- Work to complete
Copy out exactly the lines that begin with the one containing "x=285, y=103" and continue until the last line of the material.
== Input for this task ==
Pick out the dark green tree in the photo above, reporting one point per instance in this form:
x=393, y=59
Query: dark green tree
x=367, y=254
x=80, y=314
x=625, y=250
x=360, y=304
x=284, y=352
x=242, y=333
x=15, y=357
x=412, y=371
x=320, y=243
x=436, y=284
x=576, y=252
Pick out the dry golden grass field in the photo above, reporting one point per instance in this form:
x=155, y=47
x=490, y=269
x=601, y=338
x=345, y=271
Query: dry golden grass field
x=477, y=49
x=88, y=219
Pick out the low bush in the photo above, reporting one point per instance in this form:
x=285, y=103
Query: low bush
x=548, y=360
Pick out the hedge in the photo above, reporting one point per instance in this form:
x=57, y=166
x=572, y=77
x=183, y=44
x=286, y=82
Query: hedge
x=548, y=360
===
- Answer to this problem
x=285, y=103
Query: low bush
x=548, y=360
Pick out the hedge in the photo above, reporting one point per instance in this form:
x=57, y=166
x=572, y=77
x=183, y=44
x=286, y=82
Query: hedge
x=548, y=360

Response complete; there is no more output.